No, unfortunately it is not. Kinda like the old Potomac. But, here it does not do a lot of good to have a later maturing variety if the grass cannot survive but 1-3 years here.

Regards, Mike


----------



## KRT (Jun 15, 2019)

I have planted just a little of the persist, I have a field that’s a pretty good stand but thought it could be better so this year, I think it was the first day of spring, I no-tilled in about 8# to the acre of persist, cross ways of my original rows, but I got a little discouraged with it bc I never did see many results from it, all I could come up with is maybe the existing orchard over took it, I guess by the time it would be trying to emerge the original grass was really jumping, I normally plant allied seeds fsg506 but this year every bag I dumped in the drill smelt like it had been laying around the warehouse a year, and I don’t think I’ll be satisfied with the stand this spring, I probably should go back to the Persist brand, when you re-do yours are you starting from scratch? Burn down or till and completely re plant or just freshen up what you have?


----------



## FarmerCline (Oct 12, 2011)

I would not recommend teff. I have tried it several different times hoping I would get different results with no luck. As others have said lodging is a major issue and it always seemed to go flat before I could get it cut due to weather. Yields when cut very early to avoid lodging were always a disappointment. I never had much luck with getting much regrowth after first cutting on it either. Also as others have said it can be hard to dry and is deceiving when trying to determine if it's dry enough.

As far as orchard grass varieties like Mike said Persist would be a good one to try. Endurance would be another to look at. Definitely need a variety developed in the south to withstand our summers. Endurance is a UGA developed variety distributed by DLF seeds. Supposed to even be tolerant to grazing. It is sold by Southeast Agriseeds, Athens Seeds, and Byron Seeds.

I have yet to find a Timothy variety that gives much of any regrowth after first cutting here. Works great as a single cut hay crop though.

Hayden


----------



## FarmerCline (Oct 12, 2011)

Endurance orchard grass http://www.dlfpickseed.com/Files/Files/DLF_Pickseed_USA/DLF_Tech_Sheets/Forage/Orchardgrass/Endurance_ts.pdf

Hayden


----------



## ja_cain (Dec 9, 2019)

Hayden,

That Endurance looks awesome on paper. The heavy grazing tolerance is especially interesting. I do practice rotational grazing with netting and separate paddocks, but I'm not always perfect since I work full time while doing the sheep gig. I wonder how early it could be grazed if planted early spring and we had decent rainfall? Thanks for sharing!

Justin


----------



## Vol (Jul 5, 2009)

KRT said:


> I have planted just a little of the persist, I have a field that's a pretty good stand but thought it could be better so this year, I think it was the first day of spring, I no-tilled in about 8# to the acre of persist, cross ways of my original rows, but I got a little discouraged with it bc I never did see many results from it, all I could come up with is maybe the existing orchard over took it, I guess by the time it would be trying to emerge the original grass was really jumping, I normally plant allied seeds fsg506 but this year every bag I dumped in the drill smelt like it had been laying around the warehouse a year, and I don't think I'll be satisfied with the stand this spring, I probably should go back to the Persist brand, when you re-do yours are you starting from scratch? Burn down or till and completely re plant or just freshen up what you have?

→ DATASET EXCERPT
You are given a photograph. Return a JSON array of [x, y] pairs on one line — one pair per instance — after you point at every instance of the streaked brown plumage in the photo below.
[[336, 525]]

→ WORK INSTRUCTIONS
a. In the forum thread on hay grass varieties, which university is said to have developed the Endurance orchard grass?
b. Write what comes next in the forum thread on hay grass varieties, following on from its final post.
The material has no connection to the forum thread on hay grass varieties.

→ TASK ANSWERS
a. UGA developed it.

b.
I try to always plant Orchard in the fall. I've just not had a great deal of success with spring plantings here in the Mid-South. I try to plant in late September/early October time frame. If you plant much earlier, it tends to sit waiting on moisture at that time of year. I also have better success with a mowing/baling of the existing grass pretty short right before planting.

My very best stands come from a complete burndown, but that is not possible in many instances.

Regards, Mike


----------



## mstuck21 (Oct 4, 2019)

This was the first year I tried teff. A local guy had tried it the previous year and raved about the results so I tried it. I had planted timothy the fall before, took the first cutting of timothy off, remade the ground and planted the teff the first week of June. The hay held color and was really soft from the fine stems, I had no problem selling locally.

In addition to what the others have said heres a couple things I experienced/saw:

1. Seed is super small. I had mine blended with fertilizer also since we don't have a drill and it doesn't fly worth a darn. Had some skips in the field due to my operating skills. Drill would be best bet in my opinion.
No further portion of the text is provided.